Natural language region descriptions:
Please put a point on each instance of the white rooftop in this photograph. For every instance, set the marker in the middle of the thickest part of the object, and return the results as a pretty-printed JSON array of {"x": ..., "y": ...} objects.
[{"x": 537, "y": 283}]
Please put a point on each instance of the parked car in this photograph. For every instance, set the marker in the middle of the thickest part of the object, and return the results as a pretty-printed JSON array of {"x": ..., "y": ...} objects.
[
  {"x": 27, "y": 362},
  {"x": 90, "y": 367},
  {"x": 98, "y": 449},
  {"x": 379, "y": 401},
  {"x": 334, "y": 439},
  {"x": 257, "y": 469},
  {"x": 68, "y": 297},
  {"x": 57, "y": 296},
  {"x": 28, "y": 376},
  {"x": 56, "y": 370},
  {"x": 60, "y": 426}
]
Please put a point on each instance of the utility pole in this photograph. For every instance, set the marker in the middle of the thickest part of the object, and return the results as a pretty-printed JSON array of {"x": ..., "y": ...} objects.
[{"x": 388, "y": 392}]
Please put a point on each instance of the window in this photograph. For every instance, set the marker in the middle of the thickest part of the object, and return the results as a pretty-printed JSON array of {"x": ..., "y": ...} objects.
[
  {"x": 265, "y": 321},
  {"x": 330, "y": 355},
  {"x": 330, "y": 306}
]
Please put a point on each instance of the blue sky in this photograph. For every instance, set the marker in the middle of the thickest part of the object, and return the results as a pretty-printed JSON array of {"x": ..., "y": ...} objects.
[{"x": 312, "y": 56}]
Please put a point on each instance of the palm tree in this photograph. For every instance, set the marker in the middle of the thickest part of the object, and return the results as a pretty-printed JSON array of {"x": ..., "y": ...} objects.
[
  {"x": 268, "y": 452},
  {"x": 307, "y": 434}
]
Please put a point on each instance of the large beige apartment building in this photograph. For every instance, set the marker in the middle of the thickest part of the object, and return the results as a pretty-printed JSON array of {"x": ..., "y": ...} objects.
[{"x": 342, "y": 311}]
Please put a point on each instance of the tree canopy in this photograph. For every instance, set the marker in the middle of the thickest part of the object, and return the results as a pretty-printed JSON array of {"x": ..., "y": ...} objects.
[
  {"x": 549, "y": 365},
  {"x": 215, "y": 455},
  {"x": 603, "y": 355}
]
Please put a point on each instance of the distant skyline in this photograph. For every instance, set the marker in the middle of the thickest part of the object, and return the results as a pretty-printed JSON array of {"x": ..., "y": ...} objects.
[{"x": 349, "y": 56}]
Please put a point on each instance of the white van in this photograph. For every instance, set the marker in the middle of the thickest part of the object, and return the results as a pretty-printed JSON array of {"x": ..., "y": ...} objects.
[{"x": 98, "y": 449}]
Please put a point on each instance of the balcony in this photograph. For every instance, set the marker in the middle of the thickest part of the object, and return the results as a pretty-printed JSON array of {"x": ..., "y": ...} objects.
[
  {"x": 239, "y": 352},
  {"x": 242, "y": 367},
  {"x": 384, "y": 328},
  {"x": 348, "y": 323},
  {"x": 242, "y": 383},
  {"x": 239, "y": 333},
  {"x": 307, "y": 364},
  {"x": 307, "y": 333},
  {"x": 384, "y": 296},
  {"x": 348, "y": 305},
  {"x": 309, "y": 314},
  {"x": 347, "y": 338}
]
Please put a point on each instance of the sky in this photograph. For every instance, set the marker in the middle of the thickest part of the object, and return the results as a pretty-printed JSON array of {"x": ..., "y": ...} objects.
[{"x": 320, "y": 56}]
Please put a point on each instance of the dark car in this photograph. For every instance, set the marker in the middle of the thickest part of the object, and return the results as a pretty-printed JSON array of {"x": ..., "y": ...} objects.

#### [AIM OF THE EXERCISE]
The entries are to be repeated exactly, with nothing altered.

#### [WRITTEN SOLUTION]
Please put a point on each instance of the white rooftop in this photograph. For every instance, set the marker in the middle of the thickest part of the object, and return the results as a pretty-printed JSON array of {"x": ..., "y": ...} objects.
[{"x": 537, "y": 283}]
Please put a point on each instance of the parked car in this photograph. For every instance, set the marker in the middle of the thickest part of the object, and return the results as a pretty-printed JSON array of {"x": ..., "y": ...} objects.
[
  {"x": 27, "y": 362},
  {"x": 90, "y": 367},
  {"x": 98, "y": 449},
  {"x": 379, "y": 401},
  {"x": 334, "y": 439},
  {"x": 257, "y": 469},
  {"x": 68, "y": 297},
  {"x": 57, "y": 296},
  {"x": 28, "y": 376},
  {"x": 56, "y": 370},
  {"x": 60, "y": 426}
]
Please put a point on each instance of the utility pole in this photograph. For every instance, set the marker in the middle of the thickest part of the object, and return the results as a pretty-printed JSON array of {"x": ..., "y": ...} objects.
[{"x": 388, "y": 392}]
Please put a point on each instance of the window in this photograph. For every instance, set the marker in the middle of the thickest part of the object, and return the results as a pretty-printed JSON array of {"x": ..., "y": ...} objects.
[
  {"x": 265, "y": 321},
  {"x": 330, "y": 355},
  {"x": 330, "y": 306}
]
Please put a point on each instance of the blue sky in this photograph. For every instance, set the marker in the middle of the thickest part of the object, and return the results as a pretty-printed JSON array of {"x": ..., "y": ...} objects.
[{"x": 312, "y": 56}]
Please put a point on each instance of the palm tree in this photograph. For every instance, set the marker in the middle of the thickest part of the object, and return the results as a pretty-printed JSON array of {"x": ..., "y": ...} objects.
[
  {"x": 268, "y": 452},
  {"x": 307, "y": 434}
]
Please put a point on each instance of the large beige apartment building in this photograph. For every instance, set the marker in the middle of the thickest part of the object, and return the results as a pretty-printed JSON array of {"x": ..., "y": ...} objects.
[{"x": 342, "y": 311}]
Please put a point on each instance of the tree canopy in this photograph. For every instance, set the marker in the middle of the thickest part of the object, and return the results as a pretty-printed JSON array of {"x": ..., "y": ...} objects.
[
  {"x": 549, "y": 365},
  {"x": 215, "y": 455},
  {"x": 603, "y": 355}
]
Please put a point on each instance of the distant skyline in this photograph. For every instance, set the marker in the middle of the thickest part of the object, and return the results as a pretty-printed JSON array of {"x": ..., "y": ...} objects.
[{"x": 349, "y": 56}]
Please put a point on each instance of the white van in this photograph. For every instance, set the marker in the middle of the thickest part of the object, and return the results as a pretty-printed JSON array of {"x": ..., "y": ...} objects.
[{"x": 98, "y": 449}]
Please put a point on each instance of the balcony in this photograph. For every instance, set the marker in the middle of the thickest part of the object, and return the results as a pretty-printed JSON array of {"x": ..., "y": ...} objects.
[
  {"x": 239, "y": 352},
  {"x": 242, "y": 367},
  {"x": 384, "y": 328},
  {"x": 348, "y": 323},
  {"x": 242, "y": 383},
  {"x": 239, "y": 333},
  {"x": 307, "y": 364},
  {"x": 307, "y": 333},
  {"x": 384, "y": 296},
  {"x": 348, "y": 305},
  {"x": 309, "y": 314},
  {"x": 347, "y": 338}
]
Please put a point on each instance of the sky in this photograph. For every instance, set the marker in the middle of the thickest part of the object, and return the results as a pretty-printed JSON array of {"x": ..., "y": ...} objects.
[{"x": 320, "y": 56}]
Please put a point on each instance of the dark car in this photograph. For every instance, set the marker in the middle of the thickest part of the object, and return the results as a pretty-printed JSON array of {"x": ..., "y": ...} objects.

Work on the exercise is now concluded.